◆ DAFTAR SOAL ◆
A) Jawablah pertanyaan berikut berdasarkan artikel tentang survei milenial.
(i) Berapa jumlah responden dalam survei IDN Research Institute bersama Alvara Research Center?
(ii) Siapa peneliti Pusat Studi Pancasila UGM yang dikutip dalam artikel itu?
(iii) Pada hari dan tanggal berapa peneliti tersebut dihubungi melalui telepon?
B) Salin tanpa perubahan bagian artikel tentang survei milenial mulai dari "Menghadirkan pendidikan Pancasila, sejarah" dan berakhir pada "setelah era Reformasi.".
C) Tulislah kelanjutan artikel tentang survei milenial, dimulai setelah kalimat terakhir yang ditampilkan.

◆ KUTIPAN ARTIKEL ◆
::::

JAKARTA, KOMPAS - Survei Indonesia Millennial Report 2019 menyebutkan seperlima milenial tidak mendukung Negara Kesatuan Republik Indonesia atau NKRI sebagai sistem negara.
Menghadirkan pendidikan Pancasila, sejarah kontemporer, serta keagamaan yang inklusif, sebagai mata pelajaran utama di sekolah menjadi sangat penting. Hal ini berguna untuk menguatkan nilai-nilai Pancasila yang cenderung melemah setelah era Reformasi.
Indonesia bukan negara agama atau sekuler, melainkan negara yang Ketuhanan Yang Maha Esa
Survei independen oleh IDN Research Institute bersama Alvara Research Center pada akhir 2018 menunjukkan sebanyak 1 dari 5 milenial dari total 1.400 responden di 12 kota, setuju dengan sistem khilafah yang berbasis keagamaan. Potensi tersebut ada pada kategori perempuan dan milenial senior, yakni mereka yang lahir di antara tahun 1983-1990.
Peneliti Pusat Studi Pancasila Universitas Gadjah Mada (UGM) Hendro Muhaimin mengatakan, angka survei tersebut cukup mengkhawatirkan adanya tren peningkatan sejak 2010. "Kondisi ini harus direspons oleh kita semua, karena generasi kita mulai kehilangan ideologi atau dasar negaranya," ujarnya saat dihubungi melalui telepon pada Senin (21/1/2019).
Menurutnya, ada tiga alasan yang setidaknya meningkatkan kecenderungan milenial yang lahir di antara 1983-1998 itu memilih ideologi berlandaskan khilafah atau kepemimpinan berbasis agama. Alasan itu terkait budaya yang dibentuk media baru, sentimen agama akibat efek politik negara, dan tak adanya pendidikan Pancasila yang inklusif.

::::

◆ ENTRI DATA ◆
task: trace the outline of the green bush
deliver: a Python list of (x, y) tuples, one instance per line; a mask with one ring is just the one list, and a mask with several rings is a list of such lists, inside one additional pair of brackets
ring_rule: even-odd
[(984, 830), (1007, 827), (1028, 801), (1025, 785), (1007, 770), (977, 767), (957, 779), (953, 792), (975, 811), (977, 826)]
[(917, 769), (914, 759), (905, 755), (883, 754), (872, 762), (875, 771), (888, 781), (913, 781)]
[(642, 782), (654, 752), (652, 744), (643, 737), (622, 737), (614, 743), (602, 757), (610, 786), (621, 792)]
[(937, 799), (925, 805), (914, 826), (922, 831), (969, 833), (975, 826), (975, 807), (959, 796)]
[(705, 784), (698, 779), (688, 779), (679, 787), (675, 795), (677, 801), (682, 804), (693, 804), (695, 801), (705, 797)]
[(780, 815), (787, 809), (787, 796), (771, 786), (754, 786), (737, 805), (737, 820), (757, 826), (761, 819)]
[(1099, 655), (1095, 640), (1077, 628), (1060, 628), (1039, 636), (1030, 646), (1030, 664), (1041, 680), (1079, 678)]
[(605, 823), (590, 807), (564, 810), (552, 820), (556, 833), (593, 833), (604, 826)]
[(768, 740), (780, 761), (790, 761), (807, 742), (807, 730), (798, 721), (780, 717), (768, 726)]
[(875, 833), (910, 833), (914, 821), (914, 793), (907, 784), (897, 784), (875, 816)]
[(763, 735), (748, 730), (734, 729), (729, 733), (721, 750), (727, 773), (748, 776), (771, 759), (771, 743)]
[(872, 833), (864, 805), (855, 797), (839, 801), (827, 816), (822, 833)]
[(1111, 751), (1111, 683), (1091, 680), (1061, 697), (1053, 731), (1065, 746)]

::::

◆ JAWABAN TIAP SOAL ◆
A)
(i) 1.400 responden
(ii) Hendro Muhaimin
(iii) Senin, 21/1/2019

B)
Menghadirkan pendidikan Pancasila, sejarah kontemporer, serta keagamaan yang inklusif, sebagai mata pelajaran utama di sekolah menjadi sangat penting. Hal ini berguna untuk menguatkan nilai-nilai Pancasila yang cenderung melemah setelah era Reformasi.

C)
"Sentimen keagamaan akibat aktivitas politik yang menular di media baru jadi wacana yang terus berulang. Dari sana, kelompok pendukung khilafah masuk dan mendukung identitas politik. Sementara itu, masih ada pemahaman yang keliru antara agama dan negara. Indonesia bukan negara agama atau sekuler, melainkan negara yang Ketuhanan Yang Maha Esa," tutur Hendro.
Plt Kepala Badan Pembinaan Ideologi Pancasila (BPIP) Hariyono pun mengungkapkan, rendahnya kepercayaan milenial pada ideologi Pancasila juga disebabkan karena Pancasila tidak hadir secara inklusif di berbagai level pendidikan. Hal itu terutama terjadi setelah Reformasi pada 1998.
"Ini membawa dampak dalam tataran pengetahuan. Mereka yang tidak mengenal Pancasila cenderung berpola pikir tidak inklusif dan intoleran. Budaya intoleran yang kuat membuat milenial mudah curiga dan berprasangka buruk sehingga mudah diadu domba," ucapnya, yang dihubungi melalui telepon.
Evaluasi yang dilakukan BPIP sejauh ini menunjukkan pembelajaran Pancasila tidak efektif jika hanya melalui ceramah di kelas. Menurut Hariyono, hal ini perlu diperbaiki dengan mengubah metode pembelajaran Pancasila, salah satunya dengan menghadirkan materi sejarah kontemporer. "Selain itu juga menghadirkan pendidikan agama yang inklusif," jelasnya.
Saat ini, BPIP dengan Kementerian Pendidikan dan Kebudayaan (Kemdikbud) tengah melakukan proyek percontohan menerapkan kembali mata pelajaran Pendidikan Moral Pancasila (PMP) di 80 sekolah. Mata pelajaran itu diterapkan di sekolah dasar hingga menengah atas dan yang sederajat. Mata pelajaran ini direncanakan diterapkan pada tahun ajaran 2019/2020.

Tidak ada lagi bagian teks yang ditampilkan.